Copy the material below from the line with "Reviewer note: confirm that each instance of the stone tower" up to and including the line with "[(21, 226), (120, 228)]", keeping each request line unchanged. In the answer lists, multiply every coordinate by 0.35 and round it to a whole number, with halves rounded up, and give only those lines.

• _Source records_
#####
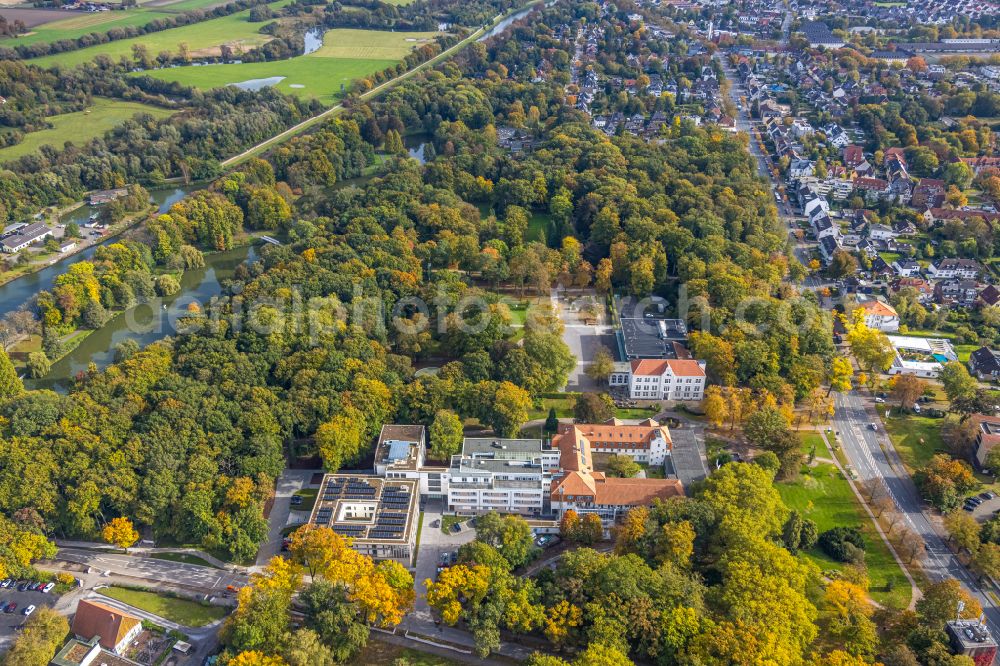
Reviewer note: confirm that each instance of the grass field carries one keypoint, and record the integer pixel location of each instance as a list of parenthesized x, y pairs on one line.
#####
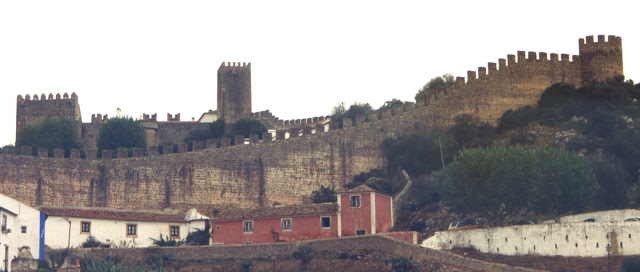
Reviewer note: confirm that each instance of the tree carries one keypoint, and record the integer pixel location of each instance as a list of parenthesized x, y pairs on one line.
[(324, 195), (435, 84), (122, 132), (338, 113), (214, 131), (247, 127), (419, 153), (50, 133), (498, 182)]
#####
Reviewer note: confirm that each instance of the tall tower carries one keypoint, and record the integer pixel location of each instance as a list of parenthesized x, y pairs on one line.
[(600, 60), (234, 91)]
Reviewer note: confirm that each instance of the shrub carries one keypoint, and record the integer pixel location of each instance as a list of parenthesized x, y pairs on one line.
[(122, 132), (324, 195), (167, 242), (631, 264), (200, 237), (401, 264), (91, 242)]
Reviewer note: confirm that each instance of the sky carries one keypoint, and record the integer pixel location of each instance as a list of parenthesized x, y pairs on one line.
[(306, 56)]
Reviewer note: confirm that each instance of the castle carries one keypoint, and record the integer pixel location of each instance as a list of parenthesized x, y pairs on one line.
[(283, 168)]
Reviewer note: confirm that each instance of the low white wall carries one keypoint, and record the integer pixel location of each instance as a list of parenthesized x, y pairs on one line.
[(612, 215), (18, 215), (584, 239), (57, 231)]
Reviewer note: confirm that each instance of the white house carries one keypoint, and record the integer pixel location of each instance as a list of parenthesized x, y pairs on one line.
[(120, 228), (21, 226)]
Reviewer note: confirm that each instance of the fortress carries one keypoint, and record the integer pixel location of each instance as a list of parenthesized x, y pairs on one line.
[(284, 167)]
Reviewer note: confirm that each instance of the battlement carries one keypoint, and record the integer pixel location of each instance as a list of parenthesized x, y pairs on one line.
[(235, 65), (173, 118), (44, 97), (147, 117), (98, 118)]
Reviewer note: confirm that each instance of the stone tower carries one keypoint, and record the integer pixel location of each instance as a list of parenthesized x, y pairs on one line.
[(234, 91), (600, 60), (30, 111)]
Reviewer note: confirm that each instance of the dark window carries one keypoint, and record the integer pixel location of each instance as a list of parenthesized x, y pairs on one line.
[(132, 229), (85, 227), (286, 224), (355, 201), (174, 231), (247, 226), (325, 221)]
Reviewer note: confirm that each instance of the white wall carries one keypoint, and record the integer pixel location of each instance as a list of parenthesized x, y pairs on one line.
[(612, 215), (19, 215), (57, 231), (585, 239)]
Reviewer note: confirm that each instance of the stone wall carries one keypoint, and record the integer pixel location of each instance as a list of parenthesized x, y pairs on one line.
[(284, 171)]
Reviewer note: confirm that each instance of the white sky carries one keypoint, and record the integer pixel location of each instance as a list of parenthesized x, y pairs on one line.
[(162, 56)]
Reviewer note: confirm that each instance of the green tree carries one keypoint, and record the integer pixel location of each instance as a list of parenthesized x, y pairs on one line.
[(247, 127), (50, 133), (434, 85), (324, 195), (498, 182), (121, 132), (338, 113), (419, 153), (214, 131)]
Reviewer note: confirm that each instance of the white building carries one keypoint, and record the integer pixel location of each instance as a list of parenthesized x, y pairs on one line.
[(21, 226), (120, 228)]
#####
• _Reply to the task_
Reviewer note: confirm that each instance of the stone tower carries one keypoint, and record the integer pixel location of each instance as a list of parenthesized x, y pairs on one line.
[(82, 32), (210, 21), (11, 39)]
Reviewer note: confirm that each instance of the dark window carries one keypoint, and record the integer pixel location of each instance as a list of parenthesized x, y pairs on one line.
[(46, 80), (30, 79), (100, 78), (124, 70), (61, 81), (86, 79), (114, 77)]
Reviewer note: confirm that each instance of the white wall carries one keypoint, and record the integer pixel location of each instance as a list of parenthesized x, y pairs on one line.
[(214, 75), (7, 75), (20, 81), (205, 84)]
Reviewer note: confirm that each instance of the stone wall carries one keypoint, and record the integer pixel location of each instance as a list of parenthesized x, y pairs on one line.
[(99, 60)]
Reviewer note: confirm that each instance of the white sky carries one keypoint, and record the integer pixel location of each instance as a list of parenthesized x, y pairs on one line.
[(57, 20)]
Reviewer note: confirm that each instance of the green tree carries one keypoint, and record the integer pixel location of each instance as a list of parenthesized x, y pairs on one line.
[(86, 44), (18, 47), (152, 30), (113, 68), (174, 64), (42, 46), (118, 40), (147, 54), (75, 46)]
Reviewer note: confirm that each instance of the white building carries one keypoint, and record the integer pixel location of each instance as a list of parenthesized x, y pairs on one line.
[(7, 79), (42, 80)]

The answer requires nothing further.